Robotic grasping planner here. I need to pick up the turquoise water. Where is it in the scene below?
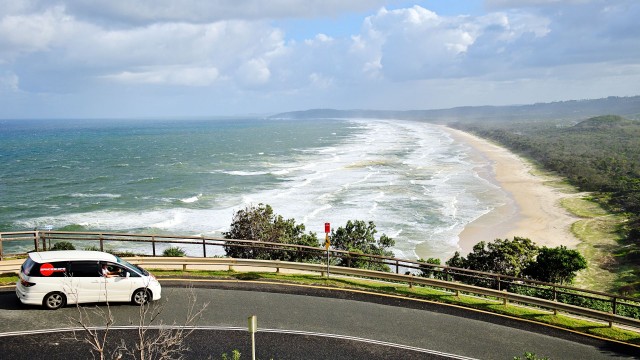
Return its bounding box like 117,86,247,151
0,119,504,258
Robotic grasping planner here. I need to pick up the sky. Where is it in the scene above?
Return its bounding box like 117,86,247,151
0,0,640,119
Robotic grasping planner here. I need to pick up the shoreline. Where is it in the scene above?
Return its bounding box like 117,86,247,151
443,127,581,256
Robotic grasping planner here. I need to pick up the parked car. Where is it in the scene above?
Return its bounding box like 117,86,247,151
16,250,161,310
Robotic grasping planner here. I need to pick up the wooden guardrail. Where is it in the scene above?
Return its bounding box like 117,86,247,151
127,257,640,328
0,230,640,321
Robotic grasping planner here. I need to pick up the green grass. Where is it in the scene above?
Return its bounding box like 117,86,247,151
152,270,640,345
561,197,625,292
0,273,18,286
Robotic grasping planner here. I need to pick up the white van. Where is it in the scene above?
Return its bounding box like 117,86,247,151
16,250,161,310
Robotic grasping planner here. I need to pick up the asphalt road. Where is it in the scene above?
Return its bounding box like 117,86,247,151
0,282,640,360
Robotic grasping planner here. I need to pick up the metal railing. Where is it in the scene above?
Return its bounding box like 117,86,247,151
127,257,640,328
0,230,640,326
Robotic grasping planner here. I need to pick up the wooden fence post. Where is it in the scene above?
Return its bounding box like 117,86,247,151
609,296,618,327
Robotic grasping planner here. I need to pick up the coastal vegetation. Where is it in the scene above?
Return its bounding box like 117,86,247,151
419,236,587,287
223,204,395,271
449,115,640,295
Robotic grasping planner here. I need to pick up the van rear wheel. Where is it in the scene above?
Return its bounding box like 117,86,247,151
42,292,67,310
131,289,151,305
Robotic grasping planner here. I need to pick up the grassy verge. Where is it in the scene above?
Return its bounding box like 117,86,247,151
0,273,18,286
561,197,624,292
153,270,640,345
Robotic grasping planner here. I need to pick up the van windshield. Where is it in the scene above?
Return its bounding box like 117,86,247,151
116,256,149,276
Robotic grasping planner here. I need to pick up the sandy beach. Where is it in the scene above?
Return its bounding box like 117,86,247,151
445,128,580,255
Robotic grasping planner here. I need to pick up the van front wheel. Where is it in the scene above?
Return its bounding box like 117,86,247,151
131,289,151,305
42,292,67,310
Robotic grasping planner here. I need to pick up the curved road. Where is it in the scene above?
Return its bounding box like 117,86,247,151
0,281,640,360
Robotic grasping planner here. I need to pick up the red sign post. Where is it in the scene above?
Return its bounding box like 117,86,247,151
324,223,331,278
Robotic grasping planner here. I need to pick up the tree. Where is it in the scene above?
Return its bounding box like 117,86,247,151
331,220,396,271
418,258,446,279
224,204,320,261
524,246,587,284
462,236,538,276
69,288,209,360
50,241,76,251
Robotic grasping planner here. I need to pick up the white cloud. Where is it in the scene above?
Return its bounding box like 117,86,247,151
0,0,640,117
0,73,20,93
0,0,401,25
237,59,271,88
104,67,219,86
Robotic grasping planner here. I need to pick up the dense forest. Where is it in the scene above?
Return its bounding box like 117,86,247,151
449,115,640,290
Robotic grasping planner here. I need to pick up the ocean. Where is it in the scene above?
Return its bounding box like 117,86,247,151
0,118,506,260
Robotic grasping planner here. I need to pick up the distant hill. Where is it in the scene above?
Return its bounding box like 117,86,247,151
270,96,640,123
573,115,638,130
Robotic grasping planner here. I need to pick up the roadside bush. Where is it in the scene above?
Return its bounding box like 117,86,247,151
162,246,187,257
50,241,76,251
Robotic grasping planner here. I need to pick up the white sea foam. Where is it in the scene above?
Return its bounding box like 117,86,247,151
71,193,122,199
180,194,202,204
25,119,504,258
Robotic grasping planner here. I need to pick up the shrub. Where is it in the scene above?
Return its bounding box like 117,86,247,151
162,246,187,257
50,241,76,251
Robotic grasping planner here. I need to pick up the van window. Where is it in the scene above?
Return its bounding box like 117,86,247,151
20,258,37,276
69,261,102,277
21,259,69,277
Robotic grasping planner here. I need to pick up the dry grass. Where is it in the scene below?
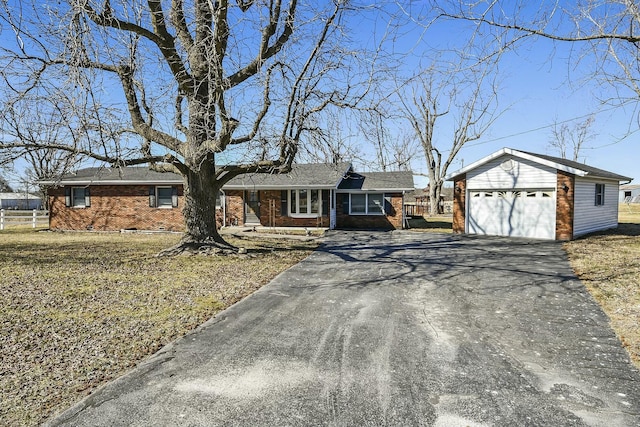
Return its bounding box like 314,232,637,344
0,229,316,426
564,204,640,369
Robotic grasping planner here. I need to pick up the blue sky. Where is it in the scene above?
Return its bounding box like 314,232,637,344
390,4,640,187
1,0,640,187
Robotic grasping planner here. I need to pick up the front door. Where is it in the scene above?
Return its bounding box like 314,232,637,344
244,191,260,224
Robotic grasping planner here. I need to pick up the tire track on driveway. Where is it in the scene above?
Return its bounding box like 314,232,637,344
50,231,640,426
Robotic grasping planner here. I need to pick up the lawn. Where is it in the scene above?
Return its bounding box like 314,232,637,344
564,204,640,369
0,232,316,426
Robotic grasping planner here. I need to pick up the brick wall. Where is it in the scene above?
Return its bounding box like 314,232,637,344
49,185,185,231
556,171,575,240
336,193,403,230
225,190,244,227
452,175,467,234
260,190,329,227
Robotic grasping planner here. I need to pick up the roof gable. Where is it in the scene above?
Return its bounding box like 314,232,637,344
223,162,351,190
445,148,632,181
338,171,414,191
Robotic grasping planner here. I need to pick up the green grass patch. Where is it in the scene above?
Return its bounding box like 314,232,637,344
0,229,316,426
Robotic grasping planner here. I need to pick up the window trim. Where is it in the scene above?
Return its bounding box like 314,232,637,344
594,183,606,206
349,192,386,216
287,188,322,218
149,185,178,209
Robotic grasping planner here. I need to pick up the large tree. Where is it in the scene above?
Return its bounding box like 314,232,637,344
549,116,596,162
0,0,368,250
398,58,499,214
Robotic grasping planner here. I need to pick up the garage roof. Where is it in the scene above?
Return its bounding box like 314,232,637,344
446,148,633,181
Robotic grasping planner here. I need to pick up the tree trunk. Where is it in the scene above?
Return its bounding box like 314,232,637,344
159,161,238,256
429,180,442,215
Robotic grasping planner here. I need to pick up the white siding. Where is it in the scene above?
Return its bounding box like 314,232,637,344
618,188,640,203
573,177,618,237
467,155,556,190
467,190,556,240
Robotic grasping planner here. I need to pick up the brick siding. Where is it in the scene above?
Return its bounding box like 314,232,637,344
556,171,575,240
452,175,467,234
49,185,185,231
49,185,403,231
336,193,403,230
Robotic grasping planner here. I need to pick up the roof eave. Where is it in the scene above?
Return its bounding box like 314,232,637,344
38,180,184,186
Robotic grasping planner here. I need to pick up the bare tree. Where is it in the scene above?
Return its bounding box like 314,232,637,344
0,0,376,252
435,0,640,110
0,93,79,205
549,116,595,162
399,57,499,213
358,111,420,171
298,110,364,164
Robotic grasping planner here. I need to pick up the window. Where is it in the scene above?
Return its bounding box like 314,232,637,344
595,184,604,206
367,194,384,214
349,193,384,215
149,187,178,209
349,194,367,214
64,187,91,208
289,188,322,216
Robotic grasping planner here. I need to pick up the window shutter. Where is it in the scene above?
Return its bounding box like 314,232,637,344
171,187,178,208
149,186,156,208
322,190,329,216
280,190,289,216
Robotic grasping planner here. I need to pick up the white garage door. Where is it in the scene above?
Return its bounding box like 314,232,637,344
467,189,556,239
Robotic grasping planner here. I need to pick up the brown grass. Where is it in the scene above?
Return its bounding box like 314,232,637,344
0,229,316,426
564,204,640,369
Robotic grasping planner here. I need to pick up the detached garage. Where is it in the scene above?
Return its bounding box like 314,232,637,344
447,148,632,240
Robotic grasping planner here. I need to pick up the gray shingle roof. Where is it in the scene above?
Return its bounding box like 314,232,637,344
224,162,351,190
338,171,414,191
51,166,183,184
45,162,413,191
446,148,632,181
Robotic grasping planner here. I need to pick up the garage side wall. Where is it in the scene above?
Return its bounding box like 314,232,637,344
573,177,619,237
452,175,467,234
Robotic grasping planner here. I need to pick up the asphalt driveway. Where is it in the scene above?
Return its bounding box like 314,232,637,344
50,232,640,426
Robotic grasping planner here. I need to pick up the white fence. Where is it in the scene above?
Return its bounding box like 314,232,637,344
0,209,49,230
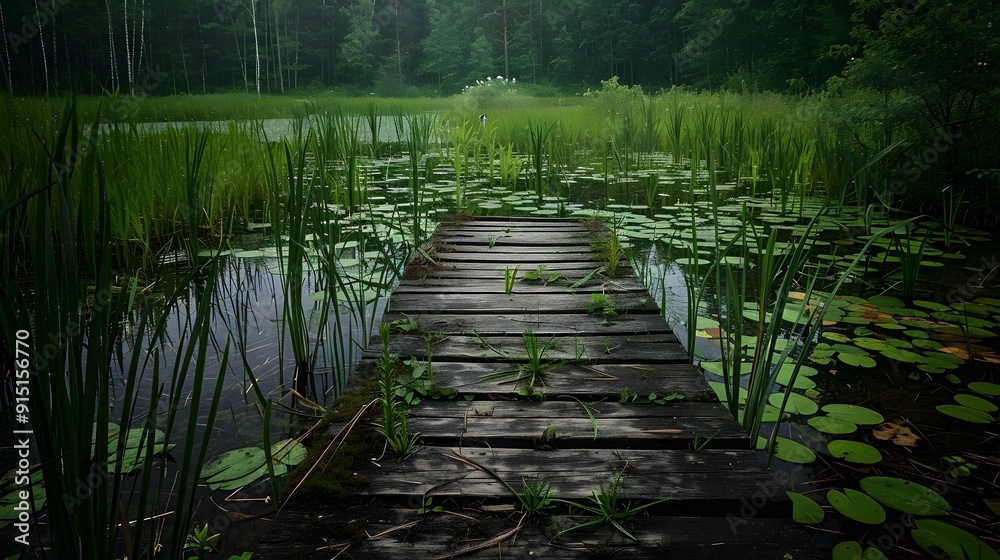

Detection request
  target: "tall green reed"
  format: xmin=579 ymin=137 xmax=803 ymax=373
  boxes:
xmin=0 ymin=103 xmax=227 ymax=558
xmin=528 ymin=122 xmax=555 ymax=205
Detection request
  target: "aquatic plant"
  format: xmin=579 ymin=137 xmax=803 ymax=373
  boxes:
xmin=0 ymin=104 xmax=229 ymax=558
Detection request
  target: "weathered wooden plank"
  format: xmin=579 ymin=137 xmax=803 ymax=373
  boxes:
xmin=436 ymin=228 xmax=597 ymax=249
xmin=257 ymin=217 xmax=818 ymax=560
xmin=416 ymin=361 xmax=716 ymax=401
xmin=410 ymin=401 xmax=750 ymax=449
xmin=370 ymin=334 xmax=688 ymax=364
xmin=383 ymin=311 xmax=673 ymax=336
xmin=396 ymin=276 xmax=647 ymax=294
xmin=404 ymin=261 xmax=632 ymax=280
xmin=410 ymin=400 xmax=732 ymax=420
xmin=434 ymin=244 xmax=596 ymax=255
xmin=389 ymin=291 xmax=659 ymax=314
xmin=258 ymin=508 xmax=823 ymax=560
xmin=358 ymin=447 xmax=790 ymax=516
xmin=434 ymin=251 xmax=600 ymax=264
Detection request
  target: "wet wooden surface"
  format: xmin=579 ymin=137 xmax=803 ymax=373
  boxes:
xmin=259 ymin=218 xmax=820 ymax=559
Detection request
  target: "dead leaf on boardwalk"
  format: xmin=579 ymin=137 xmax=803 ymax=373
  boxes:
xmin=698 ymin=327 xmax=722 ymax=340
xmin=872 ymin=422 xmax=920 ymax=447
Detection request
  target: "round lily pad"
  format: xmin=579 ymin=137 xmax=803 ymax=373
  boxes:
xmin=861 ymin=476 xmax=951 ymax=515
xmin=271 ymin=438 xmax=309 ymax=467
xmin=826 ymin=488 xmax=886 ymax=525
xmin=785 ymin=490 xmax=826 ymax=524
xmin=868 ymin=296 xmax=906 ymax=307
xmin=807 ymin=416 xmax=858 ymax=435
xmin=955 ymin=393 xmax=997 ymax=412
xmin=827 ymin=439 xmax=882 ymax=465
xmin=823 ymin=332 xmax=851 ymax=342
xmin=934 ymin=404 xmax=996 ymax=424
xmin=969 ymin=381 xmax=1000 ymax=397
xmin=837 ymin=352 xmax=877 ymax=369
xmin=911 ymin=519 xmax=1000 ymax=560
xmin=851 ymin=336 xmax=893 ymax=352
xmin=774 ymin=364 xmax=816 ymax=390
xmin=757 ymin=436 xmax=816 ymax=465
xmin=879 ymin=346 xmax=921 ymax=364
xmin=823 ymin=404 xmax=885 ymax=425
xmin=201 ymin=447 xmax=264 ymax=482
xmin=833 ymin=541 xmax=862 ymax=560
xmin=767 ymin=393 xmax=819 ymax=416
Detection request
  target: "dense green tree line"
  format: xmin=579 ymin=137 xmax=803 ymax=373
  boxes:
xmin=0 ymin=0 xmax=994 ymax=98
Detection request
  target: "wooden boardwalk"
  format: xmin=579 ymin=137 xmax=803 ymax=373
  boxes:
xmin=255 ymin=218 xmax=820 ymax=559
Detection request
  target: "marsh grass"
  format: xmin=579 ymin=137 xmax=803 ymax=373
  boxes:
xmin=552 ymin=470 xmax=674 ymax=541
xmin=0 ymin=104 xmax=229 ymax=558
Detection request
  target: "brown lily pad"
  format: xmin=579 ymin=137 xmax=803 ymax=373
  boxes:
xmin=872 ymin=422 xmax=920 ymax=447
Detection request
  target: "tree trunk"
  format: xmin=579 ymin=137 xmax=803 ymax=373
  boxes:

• • • •

— WHAT TO PRODUCE —
Give as a JSON list of strings, one per line, the lines of the data between the line containing "Robotic grasping planner here. I need to pick up the shrub." and the line containing "149,185,178,209", inclusive. Omit blank lines and leave out the pictures.

— FINISHED TASK —
[
  "Robotic grasping planner here. I need to pick up the shrub. Where is it in the scene above?",
  "Return its bounding box like 117,86,247,151",
  "162,246,187,257",
  "50,241,76,251",
  "Robotic grasping planner here. I need to pick up the van window. Where is it in the scene above?",
  "Return its bounding box like 117,86,247,151",
  "20,258,37,276",
  "69,261,102,277",
  "21,259,69,277",
  "Robotic grasping planner here. I need to pick up the dry grass. Where is it in the scene below?",
  "Return its bounding box like 314,232,637,344",
  "0,229,316,426",
  "564,204,640,369",
  "Robotic grasping planner here. I need to pick up the blue sky. Where is it in the scene above?",
  "Return its bounding box like 314,232,637,344",
  "390,4,640,187",
  "1,0,640,187",
  "Robotic grasping planner here. I need to pick up the front door. Where is it in the scene above?",
  "Return its bounding box like 314,232,637,344",
  "244,191,260,224",
  "Robotic grasping planner here. I need to pick up the tire track on driveway. Where is it in the scene above?",
  "Return its bounding box like 314,232,637,344",
  "50,231,640,426",
  "Robotic grasping planner here. I need to pick up the lawn. Where is it in the scene above?",
  "Return its bounding box like 314,232,637,344",
  "564,204,640,369",
  "0,232,316,426",
  "Robotic grasping planner here. I need to pick up the brick wall. Where is it in the scene above?",
  "Return its bounding box like 314,232,637,344",
  "49,185,185,231",
  "556,171,575,240",
  "336,193,403,230",
  "225,190,244,227",
  "452,175,467,234",
  "260,190,329,227",
  "Robotic grasping planner here. I need to pick up the roof gable. Where is it in the scene above?",
  "Return its bounding box like 314,232,637,344",
  "223,162,351,190",
  "445,148,632,181",
  "338,171,414,191",
  "Robotic grasping planner here. I need to pick up the green grass patch. Where is it in the scene above?",
  "Return its bounding box like 314,232,637,344",
  "0,229,316,426",
  "Robotic grasping planner here. I need to pick up the window trim. Where is it in the scene above?",
  "Return its bounding box like 314,232,637,344",
  "594,183,606,206",
  "349,192,386,216",
  "287,188,322,218",
  "149,185,178,209"
]